Tasks to complete:
a - According to the printmakers text, where is the Washington Hand Press that Landacre used now held?
b - Report each line of the records that contains the string "face".

#### Source extract

Reynold Weidenaar

Etchings by Reynold Weidenaar

Reynold Weidenaar was born in Grand Rapids in 1915. He studied at the Kendall School of Design and then at the Kansas City Art Institute. He won national awards while still a first year student. After moving back to Michigan from Kansas City, he quickly achieved fame and acclaim. He taught at Kendall School of Design for many years, but is best known for his exquisite black and white mezzotints. Reynold Weidenaar was internationally acclaimed for his work, focusing on local scenes, humor and satire, his personal worldview and politics in his work.

Reynold Weidenaar was a master of a technique known as intaglio printing.  In this type of printing, the artist uses special tools to etch an image into a metal plate.  The plate is then coated with ink, a piece of paper is placed on top, and the whole thing is run through a printing press, which transfers the image to the paper.  In order for the image to come out correctly, the artist much etch everything into the metal plate backwards.  This is especially impressive when you consider the detail and complexity present in many of Weidenaar’s prints.

Paul Landacre

Paul Landacre, “Children’s Carnival”, Etching, No Date, 8.5 x 12 inches, Smithsonian American Art Museum, Currently Not on View.

Paul Hambleton Landacre, born in 1893 in Columbus, Ohio, participated in the Southern California artistic Renaissance between the world wars and is regarded as one of the outstanding printmakers of the modern era. His stylistic innovations and technical virtuosity gained wood engraving a foothold as an art form in twentieth-century America.

Landacre’s linocuts and wood engravings of landscapes, still lifes, nudes, and abstractions are marked for their design and mastery of material. He used the finest inks and Japanese papers and, with a few exceptions, printed his wood engravings on a nineteenth-century Washington Hand Press, which is now in the collection of the International Printing Museum in Carson, California.

########
#### The data

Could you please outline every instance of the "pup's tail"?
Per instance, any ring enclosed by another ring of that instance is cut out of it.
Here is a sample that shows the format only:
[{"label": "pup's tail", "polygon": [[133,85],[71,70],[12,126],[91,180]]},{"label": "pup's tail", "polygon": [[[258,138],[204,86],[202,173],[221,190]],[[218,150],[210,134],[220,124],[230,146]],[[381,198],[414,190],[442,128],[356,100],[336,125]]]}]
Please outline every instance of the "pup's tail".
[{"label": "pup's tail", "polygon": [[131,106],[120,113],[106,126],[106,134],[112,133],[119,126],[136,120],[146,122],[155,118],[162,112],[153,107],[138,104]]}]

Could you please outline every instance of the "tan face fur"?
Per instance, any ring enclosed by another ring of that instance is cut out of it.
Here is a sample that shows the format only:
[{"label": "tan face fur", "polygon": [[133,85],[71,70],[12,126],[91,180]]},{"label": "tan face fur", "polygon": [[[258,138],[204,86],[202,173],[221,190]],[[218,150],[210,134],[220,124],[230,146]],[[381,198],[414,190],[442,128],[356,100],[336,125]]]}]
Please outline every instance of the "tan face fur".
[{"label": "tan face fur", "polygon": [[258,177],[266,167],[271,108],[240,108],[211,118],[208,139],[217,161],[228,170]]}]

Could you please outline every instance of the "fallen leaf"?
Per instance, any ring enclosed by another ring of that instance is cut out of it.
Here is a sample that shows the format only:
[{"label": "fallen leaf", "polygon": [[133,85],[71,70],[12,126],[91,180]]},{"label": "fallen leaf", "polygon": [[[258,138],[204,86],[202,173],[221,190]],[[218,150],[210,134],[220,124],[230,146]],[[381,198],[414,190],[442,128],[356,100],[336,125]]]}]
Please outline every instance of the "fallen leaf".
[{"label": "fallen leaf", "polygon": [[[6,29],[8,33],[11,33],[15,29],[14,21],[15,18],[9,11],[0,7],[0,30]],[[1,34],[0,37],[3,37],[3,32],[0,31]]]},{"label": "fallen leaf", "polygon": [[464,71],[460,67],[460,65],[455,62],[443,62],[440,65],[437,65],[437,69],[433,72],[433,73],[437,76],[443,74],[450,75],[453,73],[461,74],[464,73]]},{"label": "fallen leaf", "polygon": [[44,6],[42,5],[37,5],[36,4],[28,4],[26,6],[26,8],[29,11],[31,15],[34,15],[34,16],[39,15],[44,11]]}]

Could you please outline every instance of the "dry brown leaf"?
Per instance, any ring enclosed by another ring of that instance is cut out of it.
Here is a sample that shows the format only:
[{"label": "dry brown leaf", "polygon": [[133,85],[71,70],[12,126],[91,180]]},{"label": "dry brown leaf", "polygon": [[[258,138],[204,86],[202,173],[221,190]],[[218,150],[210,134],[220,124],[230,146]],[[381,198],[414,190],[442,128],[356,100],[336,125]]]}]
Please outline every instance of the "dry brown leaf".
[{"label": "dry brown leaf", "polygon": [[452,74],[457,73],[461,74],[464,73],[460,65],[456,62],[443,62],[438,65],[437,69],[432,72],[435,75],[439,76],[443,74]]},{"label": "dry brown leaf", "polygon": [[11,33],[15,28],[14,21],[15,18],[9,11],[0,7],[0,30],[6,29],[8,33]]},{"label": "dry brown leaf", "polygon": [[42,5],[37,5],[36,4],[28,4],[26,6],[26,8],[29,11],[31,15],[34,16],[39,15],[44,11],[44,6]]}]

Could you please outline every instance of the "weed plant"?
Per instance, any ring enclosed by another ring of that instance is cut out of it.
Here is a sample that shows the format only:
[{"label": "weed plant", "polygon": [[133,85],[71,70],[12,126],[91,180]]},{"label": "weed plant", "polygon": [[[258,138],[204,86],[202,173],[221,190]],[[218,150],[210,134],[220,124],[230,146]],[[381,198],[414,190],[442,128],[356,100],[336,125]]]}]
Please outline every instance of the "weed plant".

########

Solutions to the exercise:
a - It is in the collection of the International Printing Museum in Carson, California.

b -
Could you please outline every instance of the "tan face fur"?
[{"label": "tan face fur", "polygon": [[133,85],[71,70],[12,126],[91,180]]},{"label": "tan face fur", "polygon": [[[258,138],[204,86],[202,173],[221,190]],[[218,150],[210,134],[220,124],[230,146]],[[381,198],[414,190],[442,128],[356,100],[336,125]]]}]
Please outline every instance of the "tan face fur".
[{"label": "tan face fur", "polygon": [[258,177],[266,167],[271,108],[240,108],[211,118],[208,139],[217,161],[228,170]]}]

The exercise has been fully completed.